WHAT YOU HAVE TO DO:
Could the lines from the one with "Place a point on every instance of the pasta" through the end of the listing be restated exactly, with nothing else included?

RAW DATA:

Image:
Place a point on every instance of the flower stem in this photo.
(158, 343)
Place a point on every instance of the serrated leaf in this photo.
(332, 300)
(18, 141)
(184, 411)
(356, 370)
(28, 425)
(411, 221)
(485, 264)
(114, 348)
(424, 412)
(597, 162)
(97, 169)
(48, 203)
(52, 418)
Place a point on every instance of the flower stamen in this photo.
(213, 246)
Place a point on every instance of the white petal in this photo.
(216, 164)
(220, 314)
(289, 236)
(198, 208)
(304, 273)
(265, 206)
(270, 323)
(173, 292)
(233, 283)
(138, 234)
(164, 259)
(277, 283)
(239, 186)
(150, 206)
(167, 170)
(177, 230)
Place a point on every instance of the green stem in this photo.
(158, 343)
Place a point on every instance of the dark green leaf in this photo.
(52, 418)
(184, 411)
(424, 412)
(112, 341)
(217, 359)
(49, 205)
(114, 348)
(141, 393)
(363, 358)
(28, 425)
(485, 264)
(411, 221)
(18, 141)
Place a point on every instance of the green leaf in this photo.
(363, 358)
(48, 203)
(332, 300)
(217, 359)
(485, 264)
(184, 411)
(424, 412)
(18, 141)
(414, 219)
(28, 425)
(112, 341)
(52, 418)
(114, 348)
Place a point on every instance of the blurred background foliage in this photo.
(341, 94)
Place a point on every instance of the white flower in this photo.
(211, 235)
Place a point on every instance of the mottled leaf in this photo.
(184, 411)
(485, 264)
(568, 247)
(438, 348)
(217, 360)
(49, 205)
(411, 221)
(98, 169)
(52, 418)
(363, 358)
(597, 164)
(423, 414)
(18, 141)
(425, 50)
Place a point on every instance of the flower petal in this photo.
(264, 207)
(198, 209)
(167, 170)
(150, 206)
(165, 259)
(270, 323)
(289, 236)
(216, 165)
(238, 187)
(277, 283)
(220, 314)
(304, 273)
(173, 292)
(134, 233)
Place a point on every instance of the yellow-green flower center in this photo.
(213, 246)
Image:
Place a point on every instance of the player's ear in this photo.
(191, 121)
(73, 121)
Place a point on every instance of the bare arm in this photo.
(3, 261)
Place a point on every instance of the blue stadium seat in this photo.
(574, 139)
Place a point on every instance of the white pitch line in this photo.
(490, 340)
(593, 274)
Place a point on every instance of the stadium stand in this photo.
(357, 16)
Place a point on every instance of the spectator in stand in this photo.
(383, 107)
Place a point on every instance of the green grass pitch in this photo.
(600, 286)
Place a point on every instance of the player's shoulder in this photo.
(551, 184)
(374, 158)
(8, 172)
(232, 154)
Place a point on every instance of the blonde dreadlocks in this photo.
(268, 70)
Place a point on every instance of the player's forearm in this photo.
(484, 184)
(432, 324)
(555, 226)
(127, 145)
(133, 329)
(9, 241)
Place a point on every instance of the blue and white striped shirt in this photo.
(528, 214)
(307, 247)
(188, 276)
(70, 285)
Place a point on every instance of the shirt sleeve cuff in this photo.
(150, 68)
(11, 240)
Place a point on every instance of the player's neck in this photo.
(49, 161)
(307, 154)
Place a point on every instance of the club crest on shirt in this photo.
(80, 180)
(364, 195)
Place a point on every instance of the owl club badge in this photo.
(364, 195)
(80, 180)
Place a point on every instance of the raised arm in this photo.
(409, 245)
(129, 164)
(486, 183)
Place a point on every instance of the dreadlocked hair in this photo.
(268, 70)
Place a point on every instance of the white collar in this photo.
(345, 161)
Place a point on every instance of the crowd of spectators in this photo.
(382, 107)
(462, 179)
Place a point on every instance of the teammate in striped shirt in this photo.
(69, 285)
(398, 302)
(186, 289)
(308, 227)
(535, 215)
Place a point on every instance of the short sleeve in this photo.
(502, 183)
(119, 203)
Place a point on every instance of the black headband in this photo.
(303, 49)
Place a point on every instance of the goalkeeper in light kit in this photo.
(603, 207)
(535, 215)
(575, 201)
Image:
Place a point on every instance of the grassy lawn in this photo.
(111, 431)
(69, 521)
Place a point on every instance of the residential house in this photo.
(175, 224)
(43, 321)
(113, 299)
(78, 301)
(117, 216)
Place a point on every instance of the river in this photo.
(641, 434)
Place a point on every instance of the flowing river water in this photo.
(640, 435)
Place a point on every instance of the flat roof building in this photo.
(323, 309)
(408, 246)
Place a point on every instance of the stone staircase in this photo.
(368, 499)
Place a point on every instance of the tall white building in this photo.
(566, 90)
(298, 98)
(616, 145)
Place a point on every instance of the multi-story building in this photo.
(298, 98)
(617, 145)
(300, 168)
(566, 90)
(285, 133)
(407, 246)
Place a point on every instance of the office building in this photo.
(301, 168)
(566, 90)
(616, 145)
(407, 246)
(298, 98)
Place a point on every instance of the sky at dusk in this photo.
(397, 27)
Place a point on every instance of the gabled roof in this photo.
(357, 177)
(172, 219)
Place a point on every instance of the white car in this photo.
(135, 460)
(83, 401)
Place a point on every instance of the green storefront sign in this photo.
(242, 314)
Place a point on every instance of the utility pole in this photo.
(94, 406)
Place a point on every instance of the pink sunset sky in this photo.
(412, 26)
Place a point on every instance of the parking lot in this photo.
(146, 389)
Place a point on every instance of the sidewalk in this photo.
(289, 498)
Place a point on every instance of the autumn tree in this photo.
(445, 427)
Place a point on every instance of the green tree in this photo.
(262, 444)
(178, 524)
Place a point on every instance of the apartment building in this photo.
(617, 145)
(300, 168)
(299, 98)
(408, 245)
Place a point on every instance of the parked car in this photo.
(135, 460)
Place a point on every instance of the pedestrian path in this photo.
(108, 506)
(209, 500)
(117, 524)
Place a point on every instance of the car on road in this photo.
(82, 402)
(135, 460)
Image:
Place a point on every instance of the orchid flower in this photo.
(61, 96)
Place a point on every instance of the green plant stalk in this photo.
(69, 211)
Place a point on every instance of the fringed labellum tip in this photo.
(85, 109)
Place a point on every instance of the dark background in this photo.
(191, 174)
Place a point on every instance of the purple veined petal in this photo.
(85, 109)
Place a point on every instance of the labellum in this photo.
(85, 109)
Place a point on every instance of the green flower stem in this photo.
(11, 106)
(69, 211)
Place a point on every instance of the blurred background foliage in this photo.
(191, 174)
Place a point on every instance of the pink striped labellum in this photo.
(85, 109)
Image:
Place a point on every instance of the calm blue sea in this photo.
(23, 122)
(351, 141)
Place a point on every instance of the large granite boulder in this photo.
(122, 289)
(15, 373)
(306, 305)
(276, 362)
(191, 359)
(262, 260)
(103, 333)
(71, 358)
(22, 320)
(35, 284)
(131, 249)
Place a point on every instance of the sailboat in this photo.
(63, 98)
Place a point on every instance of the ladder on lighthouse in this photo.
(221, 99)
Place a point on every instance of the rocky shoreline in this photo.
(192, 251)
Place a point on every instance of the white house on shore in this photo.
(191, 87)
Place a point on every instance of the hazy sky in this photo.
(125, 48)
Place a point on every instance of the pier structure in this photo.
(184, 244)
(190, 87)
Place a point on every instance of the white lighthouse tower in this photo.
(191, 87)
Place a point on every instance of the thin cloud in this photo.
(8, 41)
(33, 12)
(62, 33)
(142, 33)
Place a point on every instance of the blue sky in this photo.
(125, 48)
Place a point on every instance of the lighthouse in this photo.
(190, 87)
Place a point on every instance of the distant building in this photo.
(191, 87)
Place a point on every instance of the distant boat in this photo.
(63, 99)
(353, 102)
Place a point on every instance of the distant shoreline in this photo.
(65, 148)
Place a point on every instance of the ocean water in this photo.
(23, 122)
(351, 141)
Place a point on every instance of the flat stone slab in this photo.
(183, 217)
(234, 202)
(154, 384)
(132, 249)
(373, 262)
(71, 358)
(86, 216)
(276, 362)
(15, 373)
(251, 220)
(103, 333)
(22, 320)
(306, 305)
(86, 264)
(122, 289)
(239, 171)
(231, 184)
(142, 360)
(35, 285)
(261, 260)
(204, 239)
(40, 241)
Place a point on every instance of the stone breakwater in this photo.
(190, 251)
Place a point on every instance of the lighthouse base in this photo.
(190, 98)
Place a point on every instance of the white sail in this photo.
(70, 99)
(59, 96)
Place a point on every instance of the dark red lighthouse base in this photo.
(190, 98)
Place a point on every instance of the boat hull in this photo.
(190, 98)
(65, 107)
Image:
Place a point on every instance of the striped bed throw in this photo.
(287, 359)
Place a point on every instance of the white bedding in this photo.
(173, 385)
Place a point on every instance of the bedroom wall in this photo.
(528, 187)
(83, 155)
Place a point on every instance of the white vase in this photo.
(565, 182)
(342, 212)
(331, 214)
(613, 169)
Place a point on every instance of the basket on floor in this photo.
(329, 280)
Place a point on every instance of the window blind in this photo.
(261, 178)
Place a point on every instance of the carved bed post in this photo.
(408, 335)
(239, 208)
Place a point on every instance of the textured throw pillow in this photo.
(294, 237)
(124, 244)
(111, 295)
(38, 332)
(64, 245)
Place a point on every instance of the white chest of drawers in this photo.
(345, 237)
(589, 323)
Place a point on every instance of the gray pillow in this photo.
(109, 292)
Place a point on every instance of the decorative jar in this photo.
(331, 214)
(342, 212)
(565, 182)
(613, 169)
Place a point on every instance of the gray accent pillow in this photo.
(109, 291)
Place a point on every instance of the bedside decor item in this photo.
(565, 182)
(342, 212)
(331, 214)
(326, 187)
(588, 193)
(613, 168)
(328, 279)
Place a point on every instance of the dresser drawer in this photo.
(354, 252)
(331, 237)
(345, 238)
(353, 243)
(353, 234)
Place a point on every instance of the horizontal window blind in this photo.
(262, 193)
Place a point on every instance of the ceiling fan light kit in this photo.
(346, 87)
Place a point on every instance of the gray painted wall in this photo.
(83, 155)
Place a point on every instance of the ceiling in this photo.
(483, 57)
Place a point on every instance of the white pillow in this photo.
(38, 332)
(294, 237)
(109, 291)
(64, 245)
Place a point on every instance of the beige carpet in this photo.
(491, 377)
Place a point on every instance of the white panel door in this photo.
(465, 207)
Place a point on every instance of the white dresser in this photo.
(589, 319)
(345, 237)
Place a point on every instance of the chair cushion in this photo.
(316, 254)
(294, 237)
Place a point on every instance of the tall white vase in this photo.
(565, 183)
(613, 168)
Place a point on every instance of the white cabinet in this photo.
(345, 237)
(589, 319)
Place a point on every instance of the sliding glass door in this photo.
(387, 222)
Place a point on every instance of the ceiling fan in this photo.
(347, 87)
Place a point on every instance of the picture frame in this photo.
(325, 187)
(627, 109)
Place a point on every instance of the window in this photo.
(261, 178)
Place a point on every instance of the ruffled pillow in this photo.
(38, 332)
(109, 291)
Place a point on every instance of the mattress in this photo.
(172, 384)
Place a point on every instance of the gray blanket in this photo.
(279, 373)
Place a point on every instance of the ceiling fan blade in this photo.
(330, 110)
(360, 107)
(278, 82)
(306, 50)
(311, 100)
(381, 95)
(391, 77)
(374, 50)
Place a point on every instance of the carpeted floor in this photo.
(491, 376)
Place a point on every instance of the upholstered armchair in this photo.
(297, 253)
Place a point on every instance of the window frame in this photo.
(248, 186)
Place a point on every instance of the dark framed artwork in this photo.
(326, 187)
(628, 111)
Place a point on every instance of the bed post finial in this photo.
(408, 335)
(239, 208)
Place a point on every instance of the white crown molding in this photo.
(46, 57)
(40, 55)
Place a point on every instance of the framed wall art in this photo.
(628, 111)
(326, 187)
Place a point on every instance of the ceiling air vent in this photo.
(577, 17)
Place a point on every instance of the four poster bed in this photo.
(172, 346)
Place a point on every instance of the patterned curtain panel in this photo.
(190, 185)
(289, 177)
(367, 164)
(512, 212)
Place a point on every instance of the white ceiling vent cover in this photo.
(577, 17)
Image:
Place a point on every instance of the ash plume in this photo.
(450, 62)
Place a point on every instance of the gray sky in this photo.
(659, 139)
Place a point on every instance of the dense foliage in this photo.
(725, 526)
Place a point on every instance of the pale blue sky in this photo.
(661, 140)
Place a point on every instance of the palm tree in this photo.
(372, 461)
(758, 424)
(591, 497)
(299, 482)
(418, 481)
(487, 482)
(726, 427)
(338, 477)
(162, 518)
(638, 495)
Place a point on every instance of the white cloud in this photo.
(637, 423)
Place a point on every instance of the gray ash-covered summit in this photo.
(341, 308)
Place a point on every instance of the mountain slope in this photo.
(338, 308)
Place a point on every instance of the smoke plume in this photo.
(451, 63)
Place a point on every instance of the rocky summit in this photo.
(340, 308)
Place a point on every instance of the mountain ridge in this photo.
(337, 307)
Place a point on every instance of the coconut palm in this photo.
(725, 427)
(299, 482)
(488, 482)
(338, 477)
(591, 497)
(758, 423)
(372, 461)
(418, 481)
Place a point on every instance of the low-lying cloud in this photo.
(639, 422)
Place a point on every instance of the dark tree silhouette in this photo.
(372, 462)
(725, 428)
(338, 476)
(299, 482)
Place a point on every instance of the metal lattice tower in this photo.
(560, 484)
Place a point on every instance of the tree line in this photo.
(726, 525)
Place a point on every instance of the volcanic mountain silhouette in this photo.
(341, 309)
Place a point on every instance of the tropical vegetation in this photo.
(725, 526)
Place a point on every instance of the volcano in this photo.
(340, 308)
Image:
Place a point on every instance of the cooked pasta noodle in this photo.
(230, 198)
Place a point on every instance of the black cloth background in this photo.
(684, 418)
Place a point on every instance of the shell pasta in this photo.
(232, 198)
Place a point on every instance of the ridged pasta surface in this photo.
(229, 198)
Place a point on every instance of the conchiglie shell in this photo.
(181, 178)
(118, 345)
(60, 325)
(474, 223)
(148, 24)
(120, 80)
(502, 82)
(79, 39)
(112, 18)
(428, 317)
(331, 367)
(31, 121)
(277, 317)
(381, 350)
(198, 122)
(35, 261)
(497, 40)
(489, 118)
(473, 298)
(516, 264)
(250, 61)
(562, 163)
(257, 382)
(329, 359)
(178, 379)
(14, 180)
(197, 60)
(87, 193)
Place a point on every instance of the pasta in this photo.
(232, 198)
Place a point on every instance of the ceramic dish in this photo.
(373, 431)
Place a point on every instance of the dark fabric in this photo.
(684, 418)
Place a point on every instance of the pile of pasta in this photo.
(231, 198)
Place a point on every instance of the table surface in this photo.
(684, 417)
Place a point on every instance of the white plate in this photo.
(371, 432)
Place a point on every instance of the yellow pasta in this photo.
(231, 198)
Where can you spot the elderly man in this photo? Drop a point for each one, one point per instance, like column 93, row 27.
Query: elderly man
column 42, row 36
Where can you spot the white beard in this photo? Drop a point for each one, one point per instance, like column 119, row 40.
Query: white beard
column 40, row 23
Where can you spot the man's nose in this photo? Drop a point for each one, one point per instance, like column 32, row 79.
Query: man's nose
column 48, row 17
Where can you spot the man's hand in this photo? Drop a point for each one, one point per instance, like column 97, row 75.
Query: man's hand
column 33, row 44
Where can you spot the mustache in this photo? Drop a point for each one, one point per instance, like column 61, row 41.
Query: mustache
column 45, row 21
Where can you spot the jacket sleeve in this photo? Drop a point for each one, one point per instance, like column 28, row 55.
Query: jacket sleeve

CORRECT RESULT:
Place a point on every instance of the pasta in this photo.
(232, 198)
Place a point on every instance of the ceramic dish in this photo.
(373, 431)
Place a point on every instance of the dark fabric in this photo.
(684, 418)
Place a point on every instance of the pile of pasta in this photo.
(231, 198)
Place a point on every instance of the table surface in this photo.
(684, 417)
Place a point on every instance of the white plate in this photo.
(371, 432)
Place a point on every instance of the yellow pasta in this photo.
(231, 198)
Where can you spot the elderly man in this photo? Drop a point for each one, one point per instance, like column 93, row 27.
Query: elderly man
column 42, row 36
Where can you spot the white beard in this photo? Drop a point for each one, one point per instance, like column 119, row 40.
Query: white beard
column 40, row 23
Where can you spot the man's nose in this photo? Drop a point for each one, one point per instance, like column 32, row 79.
Query: man's nose
column 48, row 17
Where can you spot the man's hand in this photo? Drop a point for each one, one point per instance, like column 97, row 75.
Query: man's hand
column 33, row 44
Where can you spot the mustache in this photo? Drop a point for each one, one point per instance, like column 61, row 41.
Query: mustache
column 45, row 21
Where can you spot the jacket sleeve in this photo? Drop a point for each one, one point per instance, like column 28, row 55.
Query: jacket sleeve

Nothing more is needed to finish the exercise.